Two-factor ANOVA of data for each of the other histological parameters in the cecum revealed significant differences among strains (Table 2). C3H/HeJBir was the most susceptible strain to DSS-induced lesions in the cecum, as indicated by the highest value for each parameter, whereas NON/LtJ, NON.H2g7, and 129/SvPas were the most resistant strains, showing consistently low values. Based on morphometric data (extent of ulceration) and on total score obtained from the cecum, decreasing susceptibility was observed in strains C3H/HeJBir, C3H/HeJ, NOD-scid, NOD/LtJ, DBA/2J, C57BL/6J, NON.H2g7, NON/LtJ, and 129/SvPas (Table 2). There was no significant sex effect or significant interactions between strain and sex.
--------------------------------------------------
◆ What to work on
(A) Answer these questions from the passage on cecum lesions:
(i) Which strain was the most susceptible to DSS-induced lesions in the cecum?
(ii) Which strains were the most resistant?
(iii) Was there a significant sex effect?
(B) Repeat the passage on cecum lesions word for word between "Two-factor ANOVA of" and "strain and sex.", inclusive.
(C) Carry on the passage on cecum lesions from the point where it stops.
The items have nothing to do with the passage on cecum lesions.

◆ Data section
--------------------------------------------------
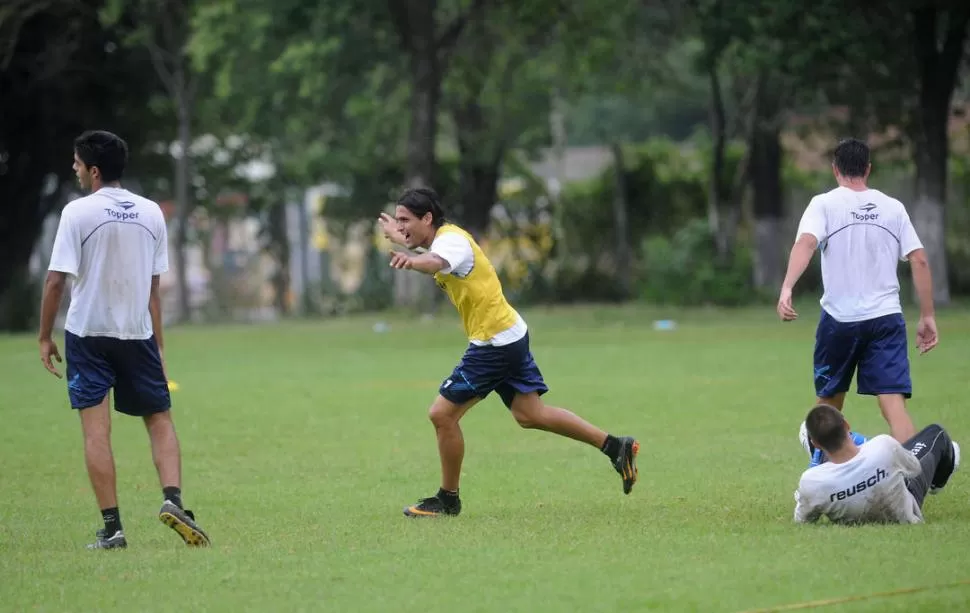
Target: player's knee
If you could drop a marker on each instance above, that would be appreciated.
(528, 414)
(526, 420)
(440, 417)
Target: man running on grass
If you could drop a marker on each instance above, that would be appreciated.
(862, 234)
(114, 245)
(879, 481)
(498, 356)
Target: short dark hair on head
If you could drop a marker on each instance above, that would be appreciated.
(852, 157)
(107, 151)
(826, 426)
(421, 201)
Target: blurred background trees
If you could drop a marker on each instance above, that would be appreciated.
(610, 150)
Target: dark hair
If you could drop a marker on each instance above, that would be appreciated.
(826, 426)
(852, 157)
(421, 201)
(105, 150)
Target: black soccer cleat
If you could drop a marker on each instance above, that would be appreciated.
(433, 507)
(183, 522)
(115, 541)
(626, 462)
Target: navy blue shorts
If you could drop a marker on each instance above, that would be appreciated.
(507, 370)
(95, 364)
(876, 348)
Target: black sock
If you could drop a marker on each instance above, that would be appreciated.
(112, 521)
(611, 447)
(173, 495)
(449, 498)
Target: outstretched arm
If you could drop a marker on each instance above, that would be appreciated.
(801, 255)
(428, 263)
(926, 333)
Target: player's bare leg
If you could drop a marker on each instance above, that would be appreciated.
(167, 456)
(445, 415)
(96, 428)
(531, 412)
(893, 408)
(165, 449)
--------------------------------------------------
◆ Activity answers
(A)
(i) C3H/HeJBir
(ii) NON/LtJ, NON.H2g7, and 129/SvPas
(iii) No

(B)
Two-factor ANOVA of data for each of the other histological parameters in the cecum revealed significant differences among strains (Table 2). C3H/HeJBir was the most susceptible strain to DSS-induced lesions in the cecum, as indicated by the highest value for each parameter, whereas NON/LtJ, NON.H2g7, and 129/SvPas were the most resistant strains, showing consistently low values. Based on morphometric data (extent of ulceration) and on total score obtained from the cecum, decreasing susceptibility was observed in strains C3H/HeJBir, C3H/HeJ, NOD-scid, NOD/LtJ, DBA/2J, C57BL/6J, NON.H2g7, NON/LtJ, and 129/SvPas (Table 2). There was no significant sex effect or significant interactions between strain and sex.

(C)
Comparison of histological lesions in the colon. Histological scoring data obtained from the colons are presented in Tables 1, 3, and 4. Strains C3H/HeJBir, C3H/HeJ, NOD/LtJ, C57BL/6J, and 129/SvPas had a significantly higher frequency of ulceration in the colon than DBA/2J mice (Table 1). The frequency of ulceration in C3H/HeJ was also significantly higher than in NON/LtJ and NON.H2g7. Remarkably, none of the DBA/2J mice showed any ulcer formation in the colon. There was no statistically significant difference in the frequency of ulceration between sexes (data not shown).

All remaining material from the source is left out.